[ASSIGNED TASK]
Repeat each record below exactly as given.

[STORED DATA]

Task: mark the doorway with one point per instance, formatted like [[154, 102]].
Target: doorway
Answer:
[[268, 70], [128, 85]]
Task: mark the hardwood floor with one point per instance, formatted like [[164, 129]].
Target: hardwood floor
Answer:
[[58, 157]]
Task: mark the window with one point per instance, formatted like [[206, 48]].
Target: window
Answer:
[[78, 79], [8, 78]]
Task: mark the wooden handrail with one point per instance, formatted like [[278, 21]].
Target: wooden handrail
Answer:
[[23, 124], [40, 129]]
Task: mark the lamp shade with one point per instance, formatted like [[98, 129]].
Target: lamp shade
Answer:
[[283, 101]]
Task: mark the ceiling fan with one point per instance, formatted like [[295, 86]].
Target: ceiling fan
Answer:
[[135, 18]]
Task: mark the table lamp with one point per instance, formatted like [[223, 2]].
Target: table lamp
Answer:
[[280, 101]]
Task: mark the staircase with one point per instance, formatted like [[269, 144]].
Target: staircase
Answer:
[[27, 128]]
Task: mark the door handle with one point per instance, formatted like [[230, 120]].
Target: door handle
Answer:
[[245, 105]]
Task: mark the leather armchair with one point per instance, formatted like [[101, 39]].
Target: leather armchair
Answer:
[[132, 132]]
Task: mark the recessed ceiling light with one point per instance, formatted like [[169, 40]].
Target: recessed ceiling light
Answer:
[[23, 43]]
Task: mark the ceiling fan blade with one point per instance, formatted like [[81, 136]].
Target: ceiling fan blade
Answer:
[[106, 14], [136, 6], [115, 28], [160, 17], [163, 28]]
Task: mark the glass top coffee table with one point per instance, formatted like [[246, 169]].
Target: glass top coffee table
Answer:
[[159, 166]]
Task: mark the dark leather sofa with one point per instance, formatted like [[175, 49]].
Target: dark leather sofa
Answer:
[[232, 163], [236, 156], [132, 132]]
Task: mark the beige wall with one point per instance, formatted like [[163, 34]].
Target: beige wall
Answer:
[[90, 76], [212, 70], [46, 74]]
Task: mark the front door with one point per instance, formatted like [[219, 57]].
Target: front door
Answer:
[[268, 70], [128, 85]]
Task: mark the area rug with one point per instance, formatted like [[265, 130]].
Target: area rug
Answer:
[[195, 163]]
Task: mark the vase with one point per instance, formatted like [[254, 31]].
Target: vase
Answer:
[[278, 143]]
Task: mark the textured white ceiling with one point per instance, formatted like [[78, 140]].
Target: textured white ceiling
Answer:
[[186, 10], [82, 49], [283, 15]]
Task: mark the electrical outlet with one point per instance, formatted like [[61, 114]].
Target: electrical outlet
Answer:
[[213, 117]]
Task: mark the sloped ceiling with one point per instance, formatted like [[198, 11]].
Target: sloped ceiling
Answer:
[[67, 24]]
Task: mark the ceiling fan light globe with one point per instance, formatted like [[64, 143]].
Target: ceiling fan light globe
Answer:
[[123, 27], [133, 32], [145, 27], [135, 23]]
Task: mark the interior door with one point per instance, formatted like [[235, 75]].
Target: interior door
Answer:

[EXERCISE SOLUTION]
Task: mark the doorway with one point per instance, formatted like [[154, 102]].
Target: doorway
Answer:
[[268, 70], [128, 85]]
Task: mark the hardwood floor with one point per instance, formatted like [[164, 129]].
Target: hardwood floor
Answer:
[[58, 157]]
Task: mark the window with one point per instance, formatted like [[206, 48]].
Target: window
Answer:
[[78, 79], [8, 78]]
Task: mark the wooden handrail with one point per instance, formatted like [[278, 21]].
Target: wooden handrail
Answer:
[[23, 124], [40, 129]]
Task: mark the lamp shade with one point per instance, formatted like [[98, 129]].
Target: lamp shade
Answer:
[[283, 101]]
Task: mark the ceiling fan with one point per instance, formatted like [[295, 86]].
Target: ceiling fan
Answer:
[[135, 18]]
Task: mark the table lamp with one point per instance, formatted like [[223, 2]].
Target: table lamp
Answer:
[[280, 101]]
Task: mark the staircase with one point per instance, formatted like [[269, 144]].
Target: staircase
Answer:
[[27, 128]]
Task: mark the door handle with one point per instance, formatted like [[230, 120]].
Target: door handle
Answer:
[[245, 105]]
Task: mark the leather armchair with one point per instance, formatted like [[101, 39]].
Target: leather armchair
Answer:
[[132, 132]]
Task: mark the recessed ceiling light with one point per instance, formatted like [[169, 40]].
Target: recessed ceiling light
Answer:
[[23, 43]]
Task: mark the ceiling fan blade with one point per instance, formatted like [[81, 136]].
Target: ceiling fan blade
Answer:
[[106, 14], [136, 6], [115, 28], [160, 17], [163, 28]]
Task: mark the glass top coffee table with one point per instance, formatted like [[246, 169]].
Target: glass top coffee table
Answer:
[[159, 166]]
Task: mark the dark leather sofa with one point per instance, formatted like [[175, 49]].
Target: dark leather sofa
Answer:
[[232, 163], [236, 156], [132, 132]]
Task: mark the beige wall with one point per instance, formatted like [[163, 34]].
Target: beige wall
Answer:
[[90, 76], [212, 70], [46, 74]]
Task: mark the front door with one point per instance, formatted like [[219, 57]].
Target: front door
Answer:
[[268, 70], [128, 85]]
Task: mark the area rug with one point per instance, formatted like [[265, 130]].
Target: area rug
Answer:
[[195, 163]]
Task: mark the vase with one point per instance, formatted like [[254, 31]].
Target: vase
Answer:
[[278, 143]]
Task: mark the textured white ceiling with one point per instance, formatted like [[78, 140]].
Target: textured white ceiling
Answer:
[[186, 10], [82, 49], [283, 15]]
Task: mark the electrical outlet with one point per instance, formatted like [[61, 114]].
Target: electrical outlet
Answer:
[[213, 117]]
Task: mark the sloped ceiling with one point per instance, formatted like [[198, 11]].
Target: sloped ceiling
Answer:
[[67, 24]]
Task: mark the ceiling fan light globe with one point per instance, formatted like [[64, 143]].
Target: ceiling fan light globe
Answer:
[[123, 27], [133, 32], [145, 27], [135, 23]]
Task: mark the interior door with one point per instance, formatted like [[235, 75]].
Target: interior door
Answer:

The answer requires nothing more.